### QUOTED PASSAGE
□ □ □ □ □ □ □

With the 33rd annual meeting of the 7F Users Group less than a week away in Atlanta, we take a look back to its first meeting many moons ago to provide some historical perspective on the humble beginnings of what has become the world’s largest fleet of heavy industrial gas turbines (likely to hold that title for many more years) and the most attended user group for a single engine model. Now, imagine it’s 1991 and you are one of the very first owner/operators of a 7F gas turbine…
The contributions of users groups to the commercial success of gas turbines cannot be overstated. These machines are relative newcomers to the power generation sector of the electric power industry and without a proactive and collaborative user community, the development of today’s large, efficient, reliable, low-emissions gas turbines certainly would have taken longer than it has.

□ □ □ □ □ □ □

### SUPPLIED INFORMATION
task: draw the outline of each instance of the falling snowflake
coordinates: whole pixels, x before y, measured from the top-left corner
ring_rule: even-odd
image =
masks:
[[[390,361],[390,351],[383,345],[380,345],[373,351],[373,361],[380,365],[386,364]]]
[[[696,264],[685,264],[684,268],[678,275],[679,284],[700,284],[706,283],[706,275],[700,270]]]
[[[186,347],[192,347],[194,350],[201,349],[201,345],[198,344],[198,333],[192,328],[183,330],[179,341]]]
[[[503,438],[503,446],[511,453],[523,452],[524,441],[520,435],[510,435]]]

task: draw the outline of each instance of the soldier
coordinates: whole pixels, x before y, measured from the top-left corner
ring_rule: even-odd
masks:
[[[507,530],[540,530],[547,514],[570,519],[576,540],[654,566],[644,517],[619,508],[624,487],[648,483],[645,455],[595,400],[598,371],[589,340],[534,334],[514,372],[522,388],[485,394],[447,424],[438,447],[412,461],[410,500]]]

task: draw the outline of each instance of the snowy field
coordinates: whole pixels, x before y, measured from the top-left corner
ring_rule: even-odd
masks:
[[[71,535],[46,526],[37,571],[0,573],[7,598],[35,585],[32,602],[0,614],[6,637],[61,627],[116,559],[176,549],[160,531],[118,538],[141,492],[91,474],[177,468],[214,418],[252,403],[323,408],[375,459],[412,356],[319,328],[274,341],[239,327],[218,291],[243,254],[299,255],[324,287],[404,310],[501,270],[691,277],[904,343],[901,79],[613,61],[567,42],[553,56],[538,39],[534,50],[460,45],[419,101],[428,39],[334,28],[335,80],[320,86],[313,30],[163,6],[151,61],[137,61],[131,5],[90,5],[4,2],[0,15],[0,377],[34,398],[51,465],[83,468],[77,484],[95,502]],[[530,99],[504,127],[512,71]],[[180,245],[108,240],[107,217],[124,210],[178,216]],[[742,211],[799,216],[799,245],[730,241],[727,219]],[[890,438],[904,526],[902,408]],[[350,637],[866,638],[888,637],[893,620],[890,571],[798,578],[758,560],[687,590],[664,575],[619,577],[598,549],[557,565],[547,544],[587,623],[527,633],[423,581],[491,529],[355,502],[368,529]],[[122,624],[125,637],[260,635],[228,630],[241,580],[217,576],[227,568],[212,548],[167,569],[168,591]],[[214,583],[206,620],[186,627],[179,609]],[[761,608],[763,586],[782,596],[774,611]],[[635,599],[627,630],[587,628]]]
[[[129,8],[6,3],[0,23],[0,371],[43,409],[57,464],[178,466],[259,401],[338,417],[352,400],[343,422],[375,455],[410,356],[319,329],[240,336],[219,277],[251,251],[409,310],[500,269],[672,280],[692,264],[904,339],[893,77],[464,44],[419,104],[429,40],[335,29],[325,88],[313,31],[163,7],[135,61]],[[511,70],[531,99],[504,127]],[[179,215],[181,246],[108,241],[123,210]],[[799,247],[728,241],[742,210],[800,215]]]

□ □ □ □ □ □ □

### EXERCISE TASK 1
Rewrite the stretch of the 7F Users Group text from "With the 33rd" through "than it has.", putting "combustion turbines" in place of "gas turbines".
### EXERCISE TASK 2
Continue the 7F Users Group text, starting after its final sentence.

### TASK RESULT 1
With the 33rd annual meeting of the 7F Users Group less than a week away in Atlanta, we take a look back to its first meeting many moons ago to provide some historical perspective on the humble beginnings of what has become the world’s largest fleet of heavy industrial combustion turbines (likely to hold that title for many more years) and the most attended user group for a single engine model. Now, imagine it’s 1991 and you are one of the very first owner/operators of a 7F gas turbine…
The contributions of users groups to the commercial success of combustion turbines cannot be overstated. These machines are relative newcomers to the power generation sector of the electric power industry and without a proactive and collaborative user community, the development of today’s large, efficient, reliable, low-emissions combustion turbines certainly would have taken longer than it has.

### TASK RESULT 2
It is even conceivable that a utility industry dominated by large steam plants might never have embraced gas turbines as an alternative to coal-fired and nuclear central stations had the dedicated user “pioneers” not been so successful in helping the OEMs correct early design deficiencies.
Historical perspective. The first industrial gas turbine commissioned for electric generation, rated 3.5 MW, began operating at Oklahoma Gas & Electric Co’s Belle Isle Station in June 1949—seven decades after generators driven by steam engines first produced electric power at Thomas Edison’s Pearl Street Station in New York City.
For the next 15 years or so, gas turbines were pretty much viewed as a novelty by regulated electric utilities, which produced about 90% of the nation’s electricity until deregulation of generation began in the 1990s. Prevailing attitudes on the value of gas turbines in an integrated electric system began to change following the Northeast Blackout in November 1965 when they helped boot-strap the grid back into operation. Until that time, gas turbines primarily were associated with non-critical peak-shaving applications.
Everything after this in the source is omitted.